Copy exactly the lines from the one containing "the green leafy" through the last line of the records, both included, and nothing more.

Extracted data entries
..........
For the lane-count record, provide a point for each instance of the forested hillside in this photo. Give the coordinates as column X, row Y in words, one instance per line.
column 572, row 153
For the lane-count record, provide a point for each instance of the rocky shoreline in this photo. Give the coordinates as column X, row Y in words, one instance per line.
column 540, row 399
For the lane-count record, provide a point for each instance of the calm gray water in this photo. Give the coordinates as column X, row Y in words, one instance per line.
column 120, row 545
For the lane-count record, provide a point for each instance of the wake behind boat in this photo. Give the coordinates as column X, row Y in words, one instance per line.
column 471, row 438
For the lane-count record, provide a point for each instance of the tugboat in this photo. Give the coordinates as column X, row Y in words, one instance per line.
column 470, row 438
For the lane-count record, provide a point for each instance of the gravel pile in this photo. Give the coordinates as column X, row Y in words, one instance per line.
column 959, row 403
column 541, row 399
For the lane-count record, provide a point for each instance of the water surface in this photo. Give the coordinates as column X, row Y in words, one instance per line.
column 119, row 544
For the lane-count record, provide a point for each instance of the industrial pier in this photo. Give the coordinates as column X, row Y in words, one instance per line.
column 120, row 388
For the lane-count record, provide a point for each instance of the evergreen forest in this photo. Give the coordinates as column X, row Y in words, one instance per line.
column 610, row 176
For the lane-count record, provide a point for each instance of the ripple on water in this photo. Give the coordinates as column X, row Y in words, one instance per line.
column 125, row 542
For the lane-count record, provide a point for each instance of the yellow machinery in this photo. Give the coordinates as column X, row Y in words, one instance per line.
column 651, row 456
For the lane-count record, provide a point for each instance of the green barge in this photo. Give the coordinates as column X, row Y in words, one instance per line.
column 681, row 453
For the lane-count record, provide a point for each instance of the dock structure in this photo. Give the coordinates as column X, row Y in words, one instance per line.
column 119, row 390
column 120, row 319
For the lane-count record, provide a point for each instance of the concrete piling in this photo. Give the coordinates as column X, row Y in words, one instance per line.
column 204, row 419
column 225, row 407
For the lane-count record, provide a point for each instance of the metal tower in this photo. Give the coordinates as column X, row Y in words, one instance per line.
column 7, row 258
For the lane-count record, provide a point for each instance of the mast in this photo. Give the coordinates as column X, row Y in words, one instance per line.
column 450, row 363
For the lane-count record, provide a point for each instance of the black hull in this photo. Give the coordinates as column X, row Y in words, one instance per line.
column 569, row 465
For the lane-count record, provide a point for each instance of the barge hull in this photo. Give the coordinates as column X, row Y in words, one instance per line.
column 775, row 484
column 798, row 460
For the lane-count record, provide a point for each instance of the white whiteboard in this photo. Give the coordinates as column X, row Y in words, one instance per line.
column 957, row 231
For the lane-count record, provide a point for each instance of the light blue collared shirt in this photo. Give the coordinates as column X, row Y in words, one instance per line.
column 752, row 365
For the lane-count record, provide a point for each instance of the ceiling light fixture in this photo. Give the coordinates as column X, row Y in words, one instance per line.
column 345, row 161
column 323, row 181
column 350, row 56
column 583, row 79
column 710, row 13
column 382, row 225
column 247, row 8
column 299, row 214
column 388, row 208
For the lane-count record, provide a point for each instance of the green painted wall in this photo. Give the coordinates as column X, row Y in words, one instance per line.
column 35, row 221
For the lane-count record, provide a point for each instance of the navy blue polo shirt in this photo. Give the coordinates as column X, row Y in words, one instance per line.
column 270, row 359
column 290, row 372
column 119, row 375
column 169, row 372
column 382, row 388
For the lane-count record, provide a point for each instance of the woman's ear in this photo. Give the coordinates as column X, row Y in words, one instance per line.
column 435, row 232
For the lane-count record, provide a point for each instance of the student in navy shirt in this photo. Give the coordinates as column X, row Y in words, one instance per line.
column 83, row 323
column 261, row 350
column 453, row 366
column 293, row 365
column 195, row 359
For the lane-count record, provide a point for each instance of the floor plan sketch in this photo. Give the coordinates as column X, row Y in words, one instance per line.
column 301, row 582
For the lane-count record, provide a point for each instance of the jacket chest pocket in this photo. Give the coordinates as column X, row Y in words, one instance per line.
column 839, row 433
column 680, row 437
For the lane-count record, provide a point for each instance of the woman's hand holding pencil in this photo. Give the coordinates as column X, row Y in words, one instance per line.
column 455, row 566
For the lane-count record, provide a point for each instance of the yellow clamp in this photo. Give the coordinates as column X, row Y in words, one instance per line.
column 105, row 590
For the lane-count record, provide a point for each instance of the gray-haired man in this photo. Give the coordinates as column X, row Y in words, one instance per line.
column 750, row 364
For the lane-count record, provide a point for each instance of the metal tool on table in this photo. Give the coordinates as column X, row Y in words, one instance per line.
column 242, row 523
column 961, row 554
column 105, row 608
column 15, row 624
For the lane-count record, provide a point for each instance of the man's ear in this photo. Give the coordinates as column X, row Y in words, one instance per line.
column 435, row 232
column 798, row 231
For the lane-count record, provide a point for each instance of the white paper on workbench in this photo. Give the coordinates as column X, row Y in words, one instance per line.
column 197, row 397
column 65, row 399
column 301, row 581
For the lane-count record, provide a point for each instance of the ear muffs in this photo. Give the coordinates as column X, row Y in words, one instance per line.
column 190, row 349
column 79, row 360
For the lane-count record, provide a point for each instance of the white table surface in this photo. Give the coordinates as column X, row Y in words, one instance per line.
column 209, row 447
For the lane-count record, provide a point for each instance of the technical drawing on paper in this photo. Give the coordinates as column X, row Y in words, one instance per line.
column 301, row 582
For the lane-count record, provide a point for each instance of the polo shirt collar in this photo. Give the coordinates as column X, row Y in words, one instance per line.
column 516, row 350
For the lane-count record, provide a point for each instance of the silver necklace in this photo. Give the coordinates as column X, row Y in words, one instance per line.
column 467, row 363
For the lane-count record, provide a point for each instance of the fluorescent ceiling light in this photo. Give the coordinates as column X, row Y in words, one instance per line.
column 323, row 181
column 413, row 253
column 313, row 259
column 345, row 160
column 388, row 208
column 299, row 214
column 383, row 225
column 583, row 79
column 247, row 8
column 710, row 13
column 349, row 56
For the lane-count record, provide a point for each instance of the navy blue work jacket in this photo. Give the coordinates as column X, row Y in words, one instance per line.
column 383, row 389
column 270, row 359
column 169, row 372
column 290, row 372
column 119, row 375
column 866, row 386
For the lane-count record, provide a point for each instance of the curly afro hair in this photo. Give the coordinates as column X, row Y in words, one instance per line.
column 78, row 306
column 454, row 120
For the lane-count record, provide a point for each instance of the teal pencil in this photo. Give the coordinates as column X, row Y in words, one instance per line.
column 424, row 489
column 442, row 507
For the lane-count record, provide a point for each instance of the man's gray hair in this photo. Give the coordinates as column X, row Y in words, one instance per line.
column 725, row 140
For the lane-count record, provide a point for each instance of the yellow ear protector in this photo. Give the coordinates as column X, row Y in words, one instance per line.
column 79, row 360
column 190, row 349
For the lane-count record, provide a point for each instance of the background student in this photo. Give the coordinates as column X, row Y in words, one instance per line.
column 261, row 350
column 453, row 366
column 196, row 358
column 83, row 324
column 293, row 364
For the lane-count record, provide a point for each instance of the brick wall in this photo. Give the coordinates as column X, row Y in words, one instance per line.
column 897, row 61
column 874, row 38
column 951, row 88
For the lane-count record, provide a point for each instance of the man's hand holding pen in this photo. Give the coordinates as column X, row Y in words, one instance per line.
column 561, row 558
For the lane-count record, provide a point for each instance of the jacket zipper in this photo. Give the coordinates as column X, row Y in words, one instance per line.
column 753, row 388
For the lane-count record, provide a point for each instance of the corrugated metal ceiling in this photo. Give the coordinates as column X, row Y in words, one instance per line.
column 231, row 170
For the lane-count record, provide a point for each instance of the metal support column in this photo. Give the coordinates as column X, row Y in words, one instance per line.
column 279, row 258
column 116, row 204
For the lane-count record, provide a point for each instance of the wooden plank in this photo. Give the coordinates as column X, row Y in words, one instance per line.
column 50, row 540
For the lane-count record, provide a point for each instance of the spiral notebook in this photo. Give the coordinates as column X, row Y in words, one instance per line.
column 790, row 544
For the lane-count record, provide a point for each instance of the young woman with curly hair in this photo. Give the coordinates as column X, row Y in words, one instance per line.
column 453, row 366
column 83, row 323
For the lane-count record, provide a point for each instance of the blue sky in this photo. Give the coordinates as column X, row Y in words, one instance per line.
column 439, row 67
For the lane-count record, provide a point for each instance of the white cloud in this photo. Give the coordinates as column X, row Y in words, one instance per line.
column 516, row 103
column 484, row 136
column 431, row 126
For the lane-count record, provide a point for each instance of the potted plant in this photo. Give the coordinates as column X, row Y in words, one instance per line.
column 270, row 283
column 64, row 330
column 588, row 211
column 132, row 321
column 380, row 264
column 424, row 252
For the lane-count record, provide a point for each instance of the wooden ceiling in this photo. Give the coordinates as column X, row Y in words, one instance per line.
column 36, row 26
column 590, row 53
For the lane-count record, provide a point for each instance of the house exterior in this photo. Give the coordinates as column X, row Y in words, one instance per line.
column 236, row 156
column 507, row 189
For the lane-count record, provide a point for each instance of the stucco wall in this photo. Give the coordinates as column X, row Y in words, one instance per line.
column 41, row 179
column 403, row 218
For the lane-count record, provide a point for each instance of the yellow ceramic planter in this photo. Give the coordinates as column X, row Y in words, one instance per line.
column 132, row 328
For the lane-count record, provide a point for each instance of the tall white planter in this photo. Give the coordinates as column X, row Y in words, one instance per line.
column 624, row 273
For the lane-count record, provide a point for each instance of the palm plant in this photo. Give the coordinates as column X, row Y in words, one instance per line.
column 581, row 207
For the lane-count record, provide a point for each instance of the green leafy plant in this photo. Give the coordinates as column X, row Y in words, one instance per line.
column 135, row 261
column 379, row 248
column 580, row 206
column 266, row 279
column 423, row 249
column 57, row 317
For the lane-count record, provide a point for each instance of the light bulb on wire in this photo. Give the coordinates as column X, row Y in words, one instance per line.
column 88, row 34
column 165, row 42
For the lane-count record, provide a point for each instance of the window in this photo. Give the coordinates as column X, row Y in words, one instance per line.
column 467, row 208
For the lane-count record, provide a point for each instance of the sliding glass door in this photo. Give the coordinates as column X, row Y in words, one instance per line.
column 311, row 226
..........
• **Response to this exercise**:
For the lane-count record, provide a point for each instance of the green leafy plant in this photo. Give the coordinates as column X, row Y in words, one instance per line.
column 135, row 261
column 379, row 248
column 580, row 206
column 266, row 279
column 423, row 249
column 57, row 317
For the lane-count record, provide a point for each instance of the light bulb on wire in this photo. Give the coordinates as column X, row Y in words, one instance per line.
column 88, row 34
column 165, row 42
For the lane-count record, provide a point for each instance of the window in this photo. Give the coordinates as column X, row Y in words, one instance per line.
column 467, row 208
For the lane-count record, provide a point for each instance of the sliding glass door in this photo. Give the coordinates as column X, row Y in words, one instance per line.
column 311, row 226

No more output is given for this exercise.